-- Supplied text start --

AMERICAN FEDERATION OF GOVERNMENT
EMPLOYEES, LOCAL 1364

                  Union

Case No. 0-AR-1380

DECISION

     This matter is before the Authority on exceptions to the
award of Arbitrator Albert V. Carter filed by the Union under
section 7122(a) of the Federal Service Labor - Management
Relations Statute (the Statute) and part 2425 of the Authority's
Rules and Regulations. The award consists of a number of bench
decisions issued by the Arbitrator on proposed contract articles
submitted to him by the parties in an interest arbitration
proceeding.

     This case presents an issue as to the authority of an
interest arbitrator to consider duty to bargain issues raised by
a union. We conclude that interest arbitrators and the Federal
Service Impasses Panel (the Panel) have the same authority under
the Statute to consider duty to bargain issues which arise in a
negotiation impasse. Interest arbitrators and the Panel may apply
existing Authority case law in resolving impasses.

     We conclude that the portion of the Arbitrator's award
pertaining to the number and location of Union stewards in the
workplace (Article 5, Section 1) is deficient because the
Arbitrator did not have the authority to resolve the impasse as
to that matter. Accordingly, we will modify that portion of the
award by striking Article 5, Section 1, and we will order the
parties to resume negotiations on that matter. We find that the
Union's exceptions concerning other portions of the award provide
no basis for finding those portions of the award to be deficient.


     II. Background and Arbitrator's Award

     The parties reached impasse in bargaining on a new
collective bargaining agreement and requested the Panel to
approve a procedure for binding mediation/arbitration to resolve
the impasse. The Panel approved the parties' request. Thereafter,
the parties selected Arbitrator Carter as a mediator-arbitrator
to resolve the dispute.

     After 1 day of mediation, the parties agreed that the
mediation process was not effective in resolving their
differences and decided to submit the disputed proposals to
arbitration. They agreed that Arbitrator Carter would hold
hearings to resolve, by bench decision, each of the proposed
contractual articles in dispute. The Arbitrator determined the
issue before him as follows:

     Which of the Union's proposed contractual articles, if any,
and which of the Employer's proposed contractual articles, if
any, shall be accepted and considered binding on both parties?

     During the afternoon of the second day of the
mediation-arbitration proceeding, after the arbitration
proceeding had begun, the Union's Chief Negotiator left the room,
accusing the Agency of "failing to negotiate in good faith."
Arbitrator's Decision at 3. On the third day, the Union was
represented for approximately 2 hours by its Vice President, who
did not return to the hearing after a short break. Id. That
afternoon, the Arbitrator received word that the Union's Chief
Negotiator was ill and unable to attend any further meetings. The
Union's Chief Negotiator did not claim illness at any time during
his participation in the proceeding, nor did he notify the
Arbitrator at any time during the second day that he would be
unable to attend on the third day. Arbitrator's Decision at
5-6.

     After receiving notification that the Union's Chief
Negotiator would not attend the proceedings, the Arbitrator
considered relevant factors relating to an ex parte proceeding,
including the claim of illness and the Union's failure to request
an adjournment or delay. The Arbitrator decided to continue the
proceeding in the absence of the Union. Id. at 6.

-- Supplied text end --
-- Data for this task start --

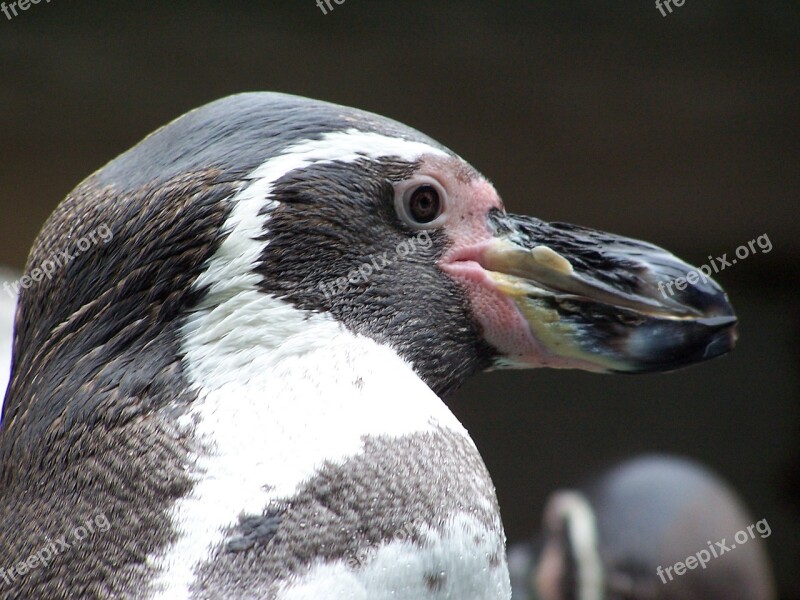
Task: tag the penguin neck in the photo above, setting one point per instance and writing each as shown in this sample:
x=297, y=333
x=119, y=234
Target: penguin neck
x=281, y=389
x=280, y=393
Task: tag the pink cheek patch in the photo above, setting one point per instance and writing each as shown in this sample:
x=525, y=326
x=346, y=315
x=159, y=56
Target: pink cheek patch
x=503, y=326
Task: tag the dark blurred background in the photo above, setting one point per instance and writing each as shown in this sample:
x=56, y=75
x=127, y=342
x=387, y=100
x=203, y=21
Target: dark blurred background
x=682, y=130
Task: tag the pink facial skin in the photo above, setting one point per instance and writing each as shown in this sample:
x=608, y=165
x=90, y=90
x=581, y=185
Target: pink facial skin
x=470, y=198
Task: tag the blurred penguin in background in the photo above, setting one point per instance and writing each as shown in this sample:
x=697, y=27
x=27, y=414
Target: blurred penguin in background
x=651, y=528
x=8, y=302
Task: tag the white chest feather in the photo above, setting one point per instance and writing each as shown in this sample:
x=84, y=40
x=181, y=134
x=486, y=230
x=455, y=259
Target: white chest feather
x=283, y=393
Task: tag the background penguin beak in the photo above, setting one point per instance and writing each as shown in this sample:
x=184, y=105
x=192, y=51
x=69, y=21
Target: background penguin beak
x=605, y=302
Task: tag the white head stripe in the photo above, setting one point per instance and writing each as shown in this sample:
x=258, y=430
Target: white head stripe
x=246, y=353
x=577, y=512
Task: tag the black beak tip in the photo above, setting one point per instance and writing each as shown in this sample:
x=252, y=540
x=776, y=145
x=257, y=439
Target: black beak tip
x=722, y=338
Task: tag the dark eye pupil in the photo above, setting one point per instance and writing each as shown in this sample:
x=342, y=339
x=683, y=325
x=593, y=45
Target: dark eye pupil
x=424, y=204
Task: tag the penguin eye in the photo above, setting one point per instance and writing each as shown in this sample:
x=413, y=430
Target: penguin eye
x=421, y=203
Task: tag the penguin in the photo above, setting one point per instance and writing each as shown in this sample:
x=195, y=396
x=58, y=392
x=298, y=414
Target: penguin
x=240, y=394
x=654, y=527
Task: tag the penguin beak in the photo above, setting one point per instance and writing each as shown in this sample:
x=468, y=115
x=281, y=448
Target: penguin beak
x=603, y=302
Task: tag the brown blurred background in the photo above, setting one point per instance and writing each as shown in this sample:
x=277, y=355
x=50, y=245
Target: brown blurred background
x=682, y=130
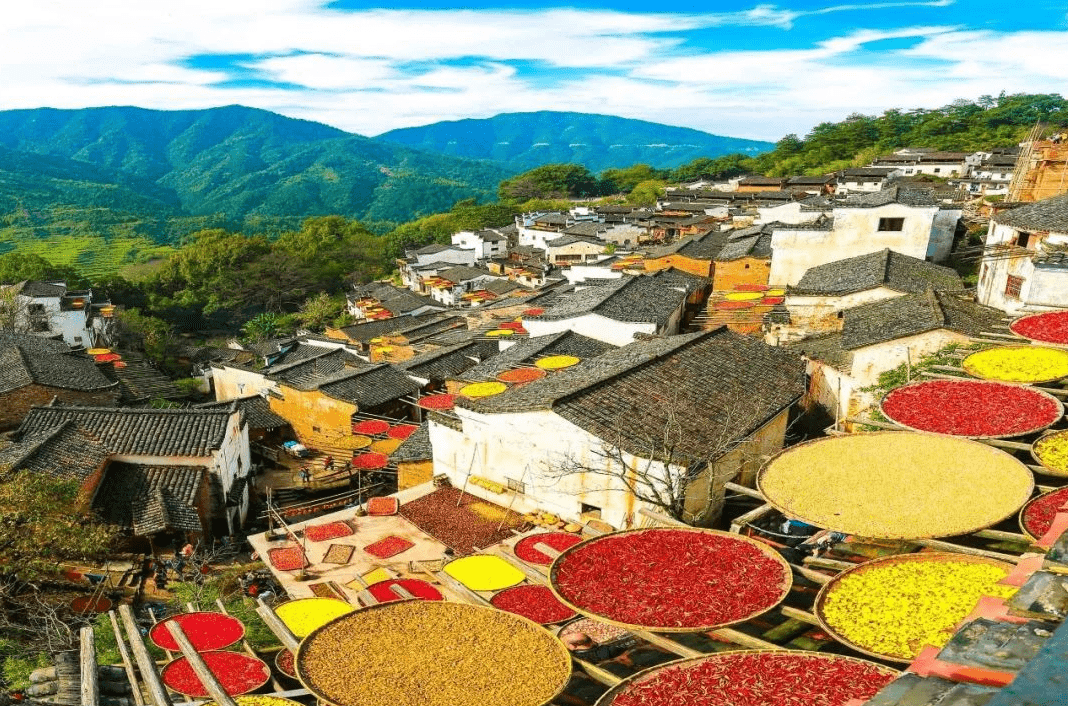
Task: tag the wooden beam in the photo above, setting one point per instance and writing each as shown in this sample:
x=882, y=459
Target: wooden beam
x=739, y=638
x=946, y=546
x=127, y=664
x=752, y=492
x=666, y=644
x=596, y=673
x=276, y=625
x=90, y=687
x=144, y=661
x=208, y=679
x=798, y=614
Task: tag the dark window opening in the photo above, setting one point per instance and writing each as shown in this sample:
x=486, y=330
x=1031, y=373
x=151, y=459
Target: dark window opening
x=1012, y=286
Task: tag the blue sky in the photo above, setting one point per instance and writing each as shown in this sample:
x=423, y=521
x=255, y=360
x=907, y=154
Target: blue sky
x=755, y=69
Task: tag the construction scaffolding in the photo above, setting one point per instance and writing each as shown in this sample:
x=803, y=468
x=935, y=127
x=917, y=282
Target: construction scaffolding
x=1041, y=170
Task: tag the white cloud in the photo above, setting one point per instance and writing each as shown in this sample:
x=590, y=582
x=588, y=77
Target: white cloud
x=372, y=71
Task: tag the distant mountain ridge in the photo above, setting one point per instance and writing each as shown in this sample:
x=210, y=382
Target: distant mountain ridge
x=521, y=141
x=242, y=162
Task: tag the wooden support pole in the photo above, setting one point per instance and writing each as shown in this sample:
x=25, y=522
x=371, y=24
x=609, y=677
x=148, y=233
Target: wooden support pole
x=127, y=664
x=144, y=661
x=1003, y=536
x=276, y=625
x=739, y=638
x=797, y=614
x=200, y=668
x=743, y=490
x=90, y=687
x=819, y=562
x=596, y=673
x=811, y=575
x=946, y=546
x=668, y=644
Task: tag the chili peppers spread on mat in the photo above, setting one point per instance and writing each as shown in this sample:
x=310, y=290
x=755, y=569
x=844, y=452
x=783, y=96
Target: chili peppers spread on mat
x=758, y=679
x=971, y=408
x=671, y=578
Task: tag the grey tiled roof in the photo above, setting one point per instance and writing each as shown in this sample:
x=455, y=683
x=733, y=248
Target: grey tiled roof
x=1045, y=215
x=151, y=499
x=445, y=363
x=889, y=195
x=257, y=411
x=370, y=387
x=527, y=351
x=141, y=432
x=34, y=343
x=706, y=390
x=884, y=268
x=631, y=299
x=754, y=241
x=913, y=314
x=415, y=448
x=64, y=451
x=21, y=366
x=571, y=239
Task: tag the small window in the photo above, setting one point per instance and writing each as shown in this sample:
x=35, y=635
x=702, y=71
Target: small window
x=1012, y=286
x=590, y=511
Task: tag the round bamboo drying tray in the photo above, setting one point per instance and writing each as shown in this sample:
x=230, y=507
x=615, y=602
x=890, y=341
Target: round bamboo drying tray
x=966, y=381
x=828, y=589
x=1063, y=472
x=608, y=699
x=970, y=363
x=1023, y=511
x=909, y=498
x=422, y=608
x=765, y=549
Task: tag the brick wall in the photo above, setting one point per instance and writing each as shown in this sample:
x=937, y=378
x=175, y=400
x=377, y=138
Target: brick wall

-- Data for this task end --

> **Problems**
a. From the arbitration decision, list every citation that refers to the Arbitrator's decision, including the "Id." forms.
b. Rewrite the records from the line with "Task: tag the brick" through the end of the records, switching "brick wall" to "stone wall" and keeping everything else the same.

> **Answers per task**
a.
- Arbitrator's Decision at 3
- Id.
- Arbitrator's Decision at 5-6
- Id. at 6

b.
Task: tag the stone wall in the photo above, setting one point per instance and writing each as shown in this sample:
x=937, y=378
x=175, y=400
x=377, y=138
Target: stone wall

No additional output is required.